→ **Written exercise**: Present every row below as a numbered list, leaving out any blank lines.
--- --- ---
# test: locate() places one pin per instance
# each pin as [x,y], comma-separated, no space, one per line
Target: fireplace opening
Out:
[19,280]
--- --- ---
→ **Response to the exercise**:
1. # test: locate() places one pin per instance
2. # each pin as [x,y], comma-separated, no space, one per line
3. Target: fireplace opening
4. Out:
5. [19,280]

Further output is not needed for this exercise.